**Your task:**
Only one stretch of the data below is needed: the line with "Where can you spot the folded" through the last line. Output it exactly and drop the pictures.

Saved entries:
· · ·
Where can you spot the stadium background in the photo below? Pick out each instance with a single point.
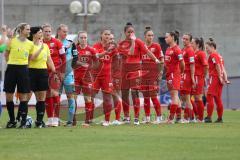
(219, 19)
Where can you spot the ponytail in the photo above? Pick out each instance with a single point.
(211, 43)
(147, 29)
(175, 34)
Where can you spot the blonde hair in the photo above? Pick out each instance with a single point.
(59, 28)
(80, 32)
(20, 27)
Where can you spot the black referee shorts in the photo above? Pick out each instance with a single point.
(38, 79)
(17, 75)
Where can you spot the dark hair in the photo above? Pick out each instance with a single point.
(128, 25)
(200, 43)
(103, 30)
(147, 28)
(175, 34)
(34, 30)
(211, 43)
(59, 28)
(189, 35)
(20, 27)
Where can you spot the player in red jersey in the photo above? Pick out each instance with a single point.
(102, 74)
(150, 81)
(201, 69)
(83, 64)
(216, 82)
(58, 56)
(116, 65)
(132, 48)
(174, 64)
(187, 79)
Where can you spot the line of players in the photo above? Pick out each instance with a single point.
(118, 69)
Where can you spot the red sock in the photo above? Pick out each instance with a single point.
(88, 110)
(179, 112)
(126, 108)
(92, 111)
(147, 106)
(56, 104)
(219, 107)
(195, 108)
(186, 113)
(210, 106)
(157, 106)
(191, 114)
(173, 109)
(118, 108)
(49, 107)
(107, 107)
(136, 106)
(200, 109)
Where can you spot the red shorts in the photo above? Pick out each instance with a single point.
(149, 88)
(131, 76)
(150, 71)
(199, 85)
(173, 81)
(117, 83)
(214, 86)
(186, 84)
(83, 85)
(102, 83)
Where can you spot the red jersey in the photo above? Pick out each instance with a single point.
(140, 47)
(172, 58)
(105, 60)
(188, 56)
(156, 49)
(57, 52)
(85, 56)
(200, 62)
(213, 60)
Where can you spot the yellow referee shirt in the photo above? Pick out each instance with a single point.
(19, 51)
(41, 61)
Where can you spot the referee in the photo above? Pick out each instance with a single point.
(16, 74)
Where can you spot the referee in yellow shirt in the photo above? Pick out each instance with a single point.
(40, 60)
(17, 74)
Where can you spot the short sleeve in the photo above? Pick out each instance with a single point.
(178, 53)
(191, 56)
(203, 59)
(143, 48)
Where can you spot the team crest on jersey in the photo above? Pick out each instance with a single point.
(125, 45)
(152, 49)
(180, 56)
(26, 54)
(155, 83)
(52, 44)
(45, 56)
(84, 59)
(213, 59)
(88, 53)
(106, 57)
(191, 59)
(170, 52)
(167, 58)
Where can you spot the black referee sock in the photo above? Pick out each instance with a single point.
(40, 108)
(23, 108)
(10, 108)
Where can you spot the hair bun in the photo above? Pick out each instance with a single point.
(211, 40)
(177, 32)
(148, 27)
(129, 24)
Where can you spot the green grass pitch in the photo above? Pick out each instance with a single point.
(126, 142)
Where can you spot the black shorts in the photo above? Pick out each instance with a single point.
(17, 75)
(38, 79)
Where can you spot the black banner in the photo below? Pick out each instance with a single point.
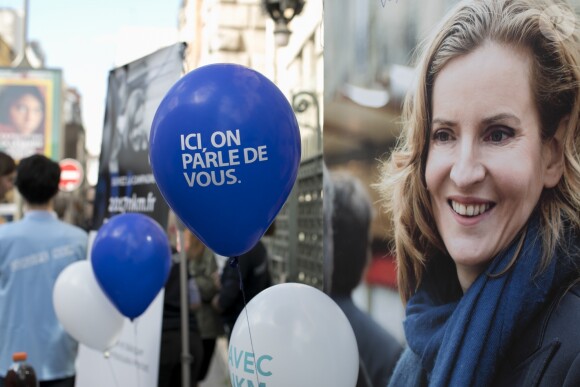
(126, 182)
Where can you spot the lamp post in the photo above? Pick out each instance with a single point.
(282, 12)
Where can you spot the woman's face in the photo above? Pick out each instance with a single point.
(6, 184)
(486, 165)
(26, 114)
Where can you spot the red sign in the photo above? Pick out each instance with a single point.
(71, 175)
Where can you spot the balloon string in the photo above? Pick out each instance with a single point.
(234, 262)
(108, 360)
(135, 323)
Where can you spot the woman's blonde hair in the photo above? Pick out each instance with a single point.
(555, 80)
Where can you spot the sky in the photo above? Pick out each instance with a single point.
(88, 38)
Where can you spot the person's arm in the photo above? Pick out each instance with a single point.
(203, 272)
(230, 286)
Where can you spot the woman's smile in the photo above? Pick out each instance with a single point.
(470, 208)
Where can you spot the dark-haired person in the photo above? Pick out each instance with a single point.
(351, 232)
(33, 252)
(7, 174)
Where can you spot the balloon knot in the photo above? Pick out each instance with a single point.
(233, 262)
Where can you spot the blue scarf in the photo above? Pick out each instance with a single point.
(461, 341)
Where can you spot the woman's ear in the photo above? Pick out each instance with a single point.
(554, 155)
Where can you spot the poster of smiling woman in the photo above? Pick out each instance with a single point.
(30, 112)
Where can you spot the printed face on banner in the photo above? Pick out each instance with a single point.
(126, 183)
(28, 119)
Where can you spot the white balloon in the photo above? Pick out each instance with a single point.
(84, 310)
(298, 336)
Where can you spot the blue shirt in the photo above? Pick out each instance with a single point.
(33, 252)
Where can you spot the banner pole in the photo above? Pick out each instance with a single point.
(186, 358)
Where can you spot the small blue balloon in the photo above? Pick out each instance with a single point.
(225, 153)
(131, 259)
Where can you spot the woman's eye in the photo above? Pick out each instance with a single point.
(498, 135)
(441, 136)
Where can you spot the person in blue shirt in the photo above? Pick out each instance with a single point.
(33, 252)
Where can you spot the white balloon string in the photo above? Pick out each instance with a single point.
(235, 261)
(108, 361)
(135, 323)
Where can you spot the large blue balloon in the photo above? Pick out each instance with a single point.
(225, 152)
(131, 259)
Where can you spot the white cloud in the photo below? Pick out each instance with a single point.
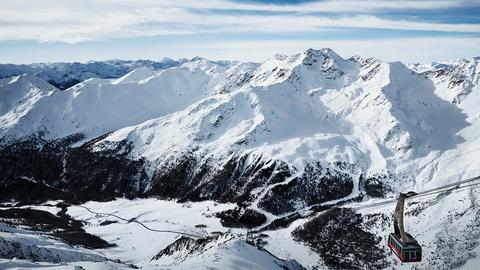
(408, 50)
(78, 21)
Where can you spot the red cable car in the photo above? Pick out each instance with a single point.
(401, 243)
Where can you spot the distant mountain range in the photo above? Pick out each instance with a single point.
(275, 137)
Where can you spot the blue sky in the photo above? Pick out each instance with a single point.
(247, 30)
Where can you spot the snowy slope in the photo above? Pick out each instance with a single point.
(282, 138)
(97, 106)
(64, 75)
(316, 106)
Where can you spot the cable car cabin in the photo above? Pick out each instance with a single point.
(410, 251)
(400, 242)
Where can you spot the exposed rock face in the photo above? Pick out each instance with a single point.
(315, 185)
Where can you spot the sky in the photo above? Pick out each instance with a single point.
(246, 30)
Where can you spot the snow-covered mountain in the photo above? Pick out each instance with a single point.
(64, 75)
(275, 138)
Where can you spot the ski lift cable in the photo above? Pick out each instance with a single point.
(453, 186)
(138, 222)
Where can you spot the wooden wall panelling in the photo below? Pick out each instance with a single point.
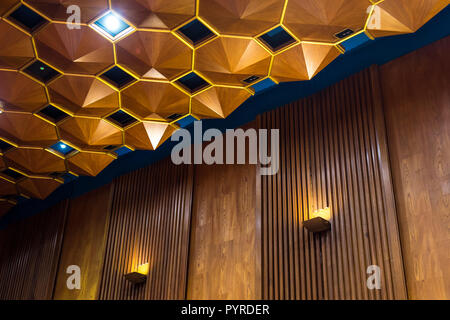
(332, 154)
(84, 244)
(224, 262)
(150, 222)
(416, 98)
(30, 254)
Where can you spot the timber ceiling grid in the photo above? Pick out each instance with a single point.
(72, 95)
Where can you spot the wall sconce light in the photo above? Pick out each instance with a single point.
(320, 221)
(139, 276)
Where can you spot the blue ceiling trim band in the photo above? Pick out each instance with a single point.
(379, 52)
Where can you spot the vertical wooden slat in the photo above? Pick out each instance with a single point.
(332, 153)
(28, 265)
(149, 224)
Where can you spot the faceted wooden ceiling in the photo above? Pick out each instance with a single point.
(91, 94)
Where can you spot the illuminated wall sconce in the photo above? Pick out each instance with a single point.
(320, 221)
(139, 276)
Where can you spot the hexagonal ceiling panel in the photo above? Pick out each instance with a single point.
(85, 96)
(82, 51)
(57, 9)
(27, 130)
(154, 55)
(155, 14)
(154, 100)
(16, 49)
(230, 61)
(321, 20)
(20, 93)
(89, 133)
(172, 60)
(242, 17)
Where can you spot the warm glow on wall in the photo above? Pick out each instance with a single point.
(143, 268)
(324, 213)
(319, 220)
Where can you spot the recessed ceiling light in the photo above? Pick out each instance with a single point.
(62, 148)
(41, 71)
(277, 39)
(112, 26)
(195, 32)
(192, 82)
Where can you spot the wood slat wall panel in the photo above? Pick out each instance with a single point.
(333, 153)
(150, 222)
(84, 244)
(29, 255)
(224, 260)
(417, 105)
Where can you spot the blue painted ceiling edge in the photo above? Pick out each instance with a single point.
(379, 52)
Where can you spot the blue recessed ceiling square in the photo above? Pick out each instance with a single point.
(5, 146)
(355, 42)
(62, 148)
(196, 32)
(41, 71)
(68, 177)
(263, 85)
(186, 121)
(277, 38)
(192, 82)
(53, 114)
(12, 174)
(123, 151)
(122, 118)
(112, 25)
(117, 77)
(27, 18)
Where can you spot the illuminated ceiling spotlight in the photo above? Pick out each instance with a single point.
(112, 26)
(320, 221)
(62, 148)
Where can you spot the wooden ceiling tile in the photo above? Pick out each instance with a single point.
(20, 93)
(241, 17)
(27, 130)
(229, 61)
(154, 55)
(83, 96)
(82, 51)
(39, 188)
(302, 62)
(155, 14)
(7, 188)
(89, 163)
(2, 164)
(392, 17)
(5, 5)
(16, 47)
(148, 135)
(57, 9)
(154, 100)
(320, 20)
(36, 161)
(217, 102)
(88, 133)
(5, 206)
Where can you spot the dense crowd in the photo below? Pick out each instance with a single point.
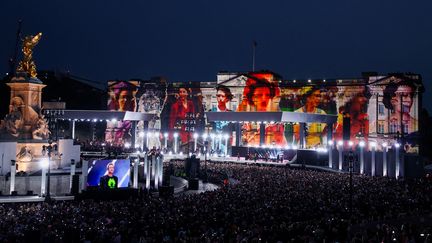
(269, 204)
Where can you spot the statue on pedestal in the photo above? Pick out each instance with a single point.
(27, 64)
(25, 120)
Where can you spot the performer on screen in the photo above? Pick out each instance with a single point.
(109, 181)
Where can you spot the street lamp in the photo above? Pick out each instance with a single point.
(49, 151)
(166, 140)
(175, 142)
(195, 141)
(226, 136)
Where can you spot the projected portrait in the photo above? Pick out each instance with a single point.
(121, 98)
(310, 101)
(109, 174)
(399, 98)
(260, 95)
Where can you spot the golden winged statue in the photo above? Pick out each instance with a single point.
(27, 64)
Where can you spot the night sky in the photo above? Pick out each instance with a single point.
(193, 40)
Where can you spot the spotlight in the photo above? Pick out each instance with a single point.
(45, 163)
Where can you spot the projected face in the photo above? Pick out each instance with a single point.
(110, 169)
(403, 95)
(125, 101)
(221, 97)
(183, 93)
(314, 99)
(261, 98)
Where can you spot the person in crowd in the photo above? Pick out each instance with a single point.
(257, 203)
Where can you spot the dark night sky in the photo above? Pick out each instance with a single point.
(193, 40)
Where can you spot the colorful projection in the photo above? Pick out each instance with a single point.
(382, 108)
(121, 98)
(183, 113)
(391, 111)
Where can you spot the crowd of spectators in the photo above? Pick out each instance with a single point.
(268, 204)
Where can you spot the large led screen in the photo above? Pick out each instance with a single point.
(109, 174)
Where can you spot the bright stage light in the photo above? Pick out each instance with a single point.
(45, 163)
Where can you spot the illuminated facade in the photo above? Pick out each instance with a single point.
(380, 108)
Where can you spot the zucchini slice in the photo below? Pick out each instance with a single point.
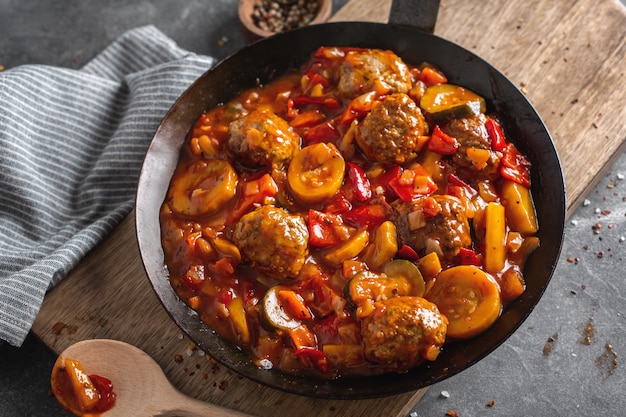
(273, 314)
(443, 102)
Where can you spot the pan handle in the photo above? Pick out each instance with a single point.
(421, 14)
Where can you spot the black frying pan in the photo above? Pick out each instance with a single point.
(265, 60)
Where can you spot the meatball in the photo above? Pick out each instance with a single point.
(273, 241)
(470, 132)
(402, 332)
(262, 139)
(389, 134)
(379, 70)
(447, 232)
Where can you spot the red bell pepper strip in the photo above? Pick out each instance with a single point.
(254, 192)
(324, 229)
(515, 166)
(327, 329)
(498, 140)
(413, 183)
(225, 296)
(469, 257)
(104, 386)
(339, 204)
(358, 182)
(315, 356)
(320, 133)
(329, 52)
(369, 216)
(408, 253)
(359, 107)
(430, 207)
(442, 143)
(331, 103)
(307, 119)
(455, 180)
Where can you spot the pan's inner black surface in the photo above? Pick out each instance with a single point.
(270, 58)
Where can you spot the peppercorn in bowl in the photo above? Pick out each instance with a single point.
(263, 18)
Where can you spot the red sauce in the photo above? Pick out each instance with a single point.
(98, 387)
(310, 322)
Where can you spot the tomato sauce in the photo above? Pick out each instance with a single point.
(300, 207)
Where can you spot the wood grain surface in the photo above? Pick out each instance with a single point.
(569, 57)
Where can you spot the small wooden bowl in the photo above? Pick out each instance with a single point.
(253, 32)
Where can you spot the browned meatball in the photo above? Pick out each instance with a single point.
(389, 134)
(273, 241)
(447, 232)
(403, 332)
(262, 139)
(471, 133)
(373, 70)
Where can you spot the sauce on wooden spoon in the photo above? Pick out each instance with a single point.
(139, 387)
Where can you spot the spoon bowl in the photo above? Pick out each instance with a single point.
(141, 387)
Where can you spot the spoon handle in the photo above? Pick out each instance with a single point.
(180, 405)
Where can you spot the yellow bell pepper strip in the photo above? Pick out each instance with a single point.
(254, 192)
(498, 140)
(348, 249)
(469, 257)
(408, 253)
(442, 143)
(515, 166)
(238, 318)
(338, 204)
(431, 76)
(294, 304)
(83, 388)
(383, 247)
(495, 238)
(520, 209)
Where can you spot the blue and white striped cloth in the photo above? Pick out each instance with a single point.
(71, 147)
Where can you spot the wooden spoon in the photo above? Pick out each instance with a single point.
(141, 387)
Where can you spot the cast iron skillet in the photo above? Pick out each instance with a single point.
(267, 59)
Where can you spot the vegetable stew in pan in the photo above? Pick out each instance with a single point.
(351, 218)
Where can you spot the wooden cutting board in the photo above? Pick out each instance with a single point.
(569, 57)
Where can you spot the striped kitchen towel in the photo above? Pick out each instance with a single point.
(71, 147)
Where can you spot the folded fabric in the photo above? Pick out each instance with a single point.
(71, 147)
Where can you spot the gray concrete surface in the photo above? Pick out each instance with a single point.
(545, 369)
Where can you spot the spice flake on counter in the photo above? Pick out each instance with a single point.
(550, 343)
(607, 361)
(588, 333)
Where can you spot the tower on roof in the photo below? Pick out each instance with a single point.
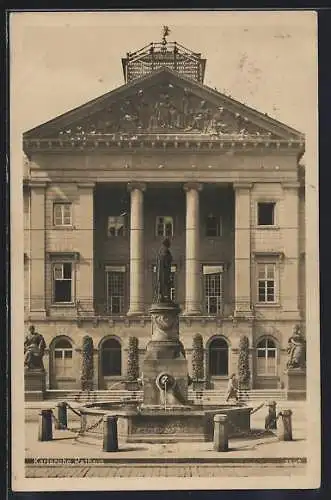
· · ·
**Output of the exercise:**
Where can you spot the folded fabric in the photo above? Pick out each instance with a single point.
(71, 147)
Where can you spot the gray concrete surface in the photo above? Pick out each instance with a single point.
(545, 369)
Where can you spot the spice flake on counter in the photo above? Pick out each instance with a single point.
(550, 343)
(607, 361)
(588, 333)
Where can you spot the tower on roof in the photo below? Pick out each instance with a single point.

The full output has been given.